**Challenge 1**: According to the muffin post, to what temperature should the oven be preheated?
**Challenge 2**: Select every line of the entries that contains the string "stripe", and copy each one in full.

**Document text**:
-------
Well, it’s official. Summer is over and the kids are back to school! Can I get a woot woot?! hahaha
Actually, I’m having a love/hate feeling about the kids going back. I miss them during the day, but in all reality they’re both home by 3, so we still have a lot of time together. And in efforts to keep things real around here, my kids were going stir crazy. Crrrazy. They were missing their friends, and were really needing to get their brains active again. So for that, I’m happy to have them back at school. Plus, I’ve been looking forward to getting our home back into a routine. I like routine. It keeps me calm… 😉
So with the kids out of the house, it’s time for me to get my baking on, and I’m bringing out all my fall spices to do it!
What says fall better than ginger and cinnamon? How about Gingersnap Raisin Muffins? Mmmmmm. These muffins are spicy, moist and so good! And they’d be perfect with a spot of tea! Actually, these would be great for Christmas time too…but I digress…I’m not going to go to that time of year just yet. 😉
Gingersnap Raisin Muffins
- 1/4 cup margarine or butter
- 1/4 cup sugar
- 1 egg
- 1/2 cup molasses
- 1 cup flour
- 1 tsp baking soda
- 1/4 tsp salt
- 1/2 tsp cinnamon
- 1/2 - 3/4 tsp ginger more if you want it very ginger-y
- 1/4 tsp ground cloves
- 1/2 cup hot water
- 2 tbsp finely chopped candied ginger, optional
- 1 cup raisins
Preheat your oven to 375 degrees.
-------
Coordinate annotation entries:
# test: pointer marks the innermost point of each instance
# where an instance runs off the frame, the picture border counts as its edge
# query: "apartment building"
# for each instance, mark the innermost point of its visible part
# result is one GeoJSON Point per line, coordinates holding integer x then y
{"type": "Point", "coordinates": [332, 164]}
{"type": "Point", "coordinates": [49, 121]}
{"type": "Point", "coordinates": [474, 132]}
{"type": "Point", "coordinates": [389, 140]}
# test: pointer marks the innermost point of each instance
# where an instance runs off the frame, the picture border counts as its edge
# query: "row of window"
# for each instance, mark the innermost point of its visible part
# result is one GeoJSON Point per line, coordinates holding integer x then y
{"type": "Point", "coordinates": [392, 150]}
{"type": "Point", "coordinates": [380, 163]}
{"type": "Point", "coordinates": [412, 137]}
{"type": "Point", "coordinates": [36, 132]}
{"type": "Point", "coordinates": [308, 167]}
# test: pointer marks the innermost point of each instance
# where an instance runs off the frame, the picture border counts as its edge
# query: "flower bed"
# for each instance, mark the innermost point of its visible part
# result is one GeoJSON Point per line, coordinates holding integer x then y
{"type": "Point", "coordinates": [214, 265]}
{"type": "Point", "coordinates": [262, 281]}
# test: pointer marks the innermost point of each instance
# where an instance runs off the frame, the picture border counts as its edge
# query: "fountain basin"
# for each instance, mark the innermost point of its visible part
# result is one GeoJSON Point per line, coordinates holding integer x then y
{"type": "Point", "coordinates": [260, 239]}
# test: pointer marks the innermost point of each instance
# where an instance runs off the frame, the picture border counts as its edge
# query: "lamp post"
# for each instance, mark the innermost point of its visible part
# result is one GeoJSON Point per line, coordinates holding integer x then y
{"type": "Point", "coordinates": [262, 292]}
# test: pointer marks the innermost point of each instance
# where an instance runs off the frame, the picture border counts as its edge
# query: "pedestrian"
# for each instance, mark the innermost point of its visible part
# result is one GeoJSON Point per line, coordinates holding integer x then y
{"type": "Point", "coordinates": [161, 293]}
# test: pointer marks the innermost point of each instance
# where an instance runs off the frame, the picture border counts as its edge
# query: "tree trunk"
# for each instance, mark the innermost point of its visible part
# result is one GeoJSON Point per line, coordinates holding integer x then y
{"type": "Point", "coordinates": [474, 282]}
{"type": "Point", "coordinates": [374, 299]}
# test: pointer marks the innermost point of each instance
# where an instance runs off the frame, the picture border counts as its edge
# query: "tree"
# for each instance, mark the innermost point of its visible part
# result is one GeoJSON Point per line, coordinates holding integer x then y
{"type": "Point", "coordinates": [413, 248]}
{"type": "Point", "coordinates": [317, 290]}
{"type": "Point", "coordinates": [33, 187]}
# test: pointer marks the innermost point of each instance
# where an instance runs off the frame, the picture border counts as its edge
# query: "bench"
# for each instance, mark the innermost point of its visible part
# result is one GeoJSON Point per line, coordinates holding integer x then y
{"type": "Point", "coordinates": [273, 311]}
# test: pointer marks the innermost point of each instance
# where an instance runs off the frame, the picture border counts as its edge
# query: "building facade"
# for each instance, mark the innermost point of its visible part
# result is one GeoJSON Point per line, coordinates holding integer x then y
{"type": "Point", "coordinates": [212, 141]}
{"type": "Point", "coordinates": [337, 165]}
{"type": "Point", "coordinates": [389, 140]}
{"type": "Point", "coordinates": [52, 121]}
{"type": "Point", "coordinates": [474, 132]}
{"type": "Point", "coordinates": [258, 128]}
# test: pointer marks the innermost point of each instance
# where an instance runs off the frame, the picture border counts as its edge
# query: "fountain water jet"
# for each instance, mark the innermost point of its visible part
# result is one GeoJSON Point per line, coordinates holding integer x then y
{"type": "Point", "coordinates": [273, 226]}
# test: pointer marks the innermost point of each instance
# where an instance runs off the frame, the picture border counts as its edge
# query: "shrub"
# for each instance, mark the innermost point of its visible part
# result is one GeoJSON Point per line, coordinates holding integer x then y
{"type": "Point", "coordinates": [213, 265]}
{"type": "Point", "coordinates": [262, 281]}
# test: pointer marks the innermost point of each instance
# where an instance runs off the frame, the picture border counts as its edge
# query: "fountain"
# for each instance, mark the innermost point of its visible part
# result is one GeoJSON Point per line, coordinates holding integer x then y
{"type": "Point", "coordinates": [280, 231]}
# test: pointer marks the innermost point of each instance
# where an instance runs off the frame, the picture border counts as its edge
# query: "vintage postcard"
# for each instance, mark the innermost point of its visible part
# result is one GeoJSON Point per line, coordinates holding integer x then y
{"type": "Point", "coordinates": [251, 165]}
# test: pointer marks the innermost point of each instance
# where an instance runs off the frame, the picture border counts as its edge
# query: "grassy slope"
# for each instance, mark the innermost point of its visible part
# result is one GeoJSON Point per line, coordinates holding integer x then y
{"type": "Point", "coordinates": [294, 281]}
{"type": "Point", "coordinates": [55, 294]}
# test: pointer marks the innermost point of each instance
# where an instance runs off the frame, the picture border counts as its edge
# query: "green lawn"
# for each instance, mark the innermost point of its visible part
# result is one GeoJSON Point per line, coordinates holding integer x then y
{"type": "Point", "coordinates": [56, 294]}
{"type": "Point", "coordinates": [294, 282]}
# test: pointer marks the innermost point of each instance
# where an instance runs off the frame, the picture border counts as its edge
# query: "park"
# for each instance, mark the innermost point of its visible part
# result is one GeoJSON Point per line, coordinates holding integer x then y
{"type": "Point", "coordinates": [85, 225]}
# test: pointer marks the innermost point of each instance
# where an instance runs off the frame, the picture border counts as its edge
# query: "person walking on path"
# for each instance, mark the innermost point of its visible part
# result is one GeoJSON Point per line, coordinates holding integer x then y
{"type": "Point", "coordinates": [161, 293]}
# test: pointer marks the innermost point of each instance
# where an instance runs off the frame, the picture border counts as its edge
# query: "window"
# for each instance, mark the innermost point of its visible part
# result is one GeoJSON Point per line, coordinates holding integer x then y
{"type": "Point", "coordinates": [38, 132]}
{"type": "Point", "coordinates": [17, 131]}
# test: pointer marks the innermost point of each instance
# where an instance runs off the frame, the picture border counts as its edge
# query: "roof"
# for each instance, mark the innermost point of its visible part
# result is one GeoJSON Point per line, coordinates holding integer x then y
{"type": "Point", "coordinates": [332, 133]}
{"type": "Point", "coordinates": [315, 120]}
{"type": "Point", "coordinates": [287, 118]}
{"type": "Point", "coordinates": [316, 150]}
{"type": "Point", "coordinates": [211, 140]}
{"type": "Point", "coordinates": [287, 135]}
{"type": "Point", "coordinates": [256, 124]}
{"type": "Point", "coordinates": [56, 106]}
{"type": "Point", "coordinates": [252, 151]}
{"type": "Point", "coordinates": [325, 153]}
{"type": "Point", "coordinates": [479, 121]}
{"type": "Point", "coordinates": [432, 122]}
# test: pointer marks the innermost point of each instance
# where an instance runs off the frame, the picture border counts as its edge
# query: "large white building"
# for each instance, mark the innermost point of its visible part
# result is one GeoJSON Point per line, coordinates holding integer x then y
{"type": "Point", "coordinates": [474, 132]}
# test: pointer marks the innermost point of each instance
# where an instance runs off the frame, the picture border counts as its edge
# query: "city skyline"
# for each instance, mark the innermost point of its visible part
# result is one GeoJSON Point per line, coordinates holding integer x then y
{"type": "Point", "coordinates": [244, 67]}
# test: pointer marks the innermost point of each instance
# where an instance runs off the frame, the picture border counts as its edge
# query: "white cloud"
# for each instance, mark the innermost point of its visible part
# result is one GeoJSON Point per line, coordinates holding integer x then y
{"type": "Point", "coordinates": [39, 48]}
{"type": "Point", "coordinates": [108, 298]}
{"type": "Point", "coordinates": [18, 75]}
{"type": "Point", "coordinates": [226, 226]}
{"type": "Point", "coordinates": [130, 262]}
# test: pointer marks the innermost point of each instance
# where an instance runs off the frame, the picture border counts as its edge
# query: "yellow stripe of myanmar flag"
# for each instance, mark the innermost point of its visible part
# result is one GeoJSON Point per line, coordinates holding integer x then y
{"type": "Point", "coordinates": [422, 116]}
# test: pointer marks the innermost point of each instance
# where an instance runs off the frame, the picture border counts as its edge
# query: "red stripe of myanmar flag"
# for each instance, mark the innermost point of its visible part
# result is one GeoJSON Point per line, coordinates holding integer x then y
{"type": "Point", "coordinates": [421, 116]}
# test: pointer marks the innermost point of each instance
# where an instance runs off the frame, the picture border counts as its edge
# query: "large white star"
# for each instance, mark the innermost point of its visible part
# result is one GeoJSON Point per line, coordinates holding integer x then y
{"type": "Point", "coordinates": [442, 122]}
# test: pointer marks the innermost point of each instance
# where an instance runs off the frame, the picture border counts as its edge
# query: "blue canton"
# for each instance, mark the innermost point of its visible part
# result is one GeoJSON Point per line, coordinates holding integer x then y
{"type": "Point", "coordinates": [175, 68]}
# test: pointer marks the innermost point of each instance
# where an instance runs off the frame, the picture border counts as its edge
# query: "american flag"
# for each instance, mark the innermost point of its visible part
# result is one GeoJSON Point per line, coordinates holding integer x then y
-------
**Correct output 1**: 375 degrees.

**Correct output 2**:
# query: "yellow stripe of myanmar flag"
# query: "red stripe of myanmar flag"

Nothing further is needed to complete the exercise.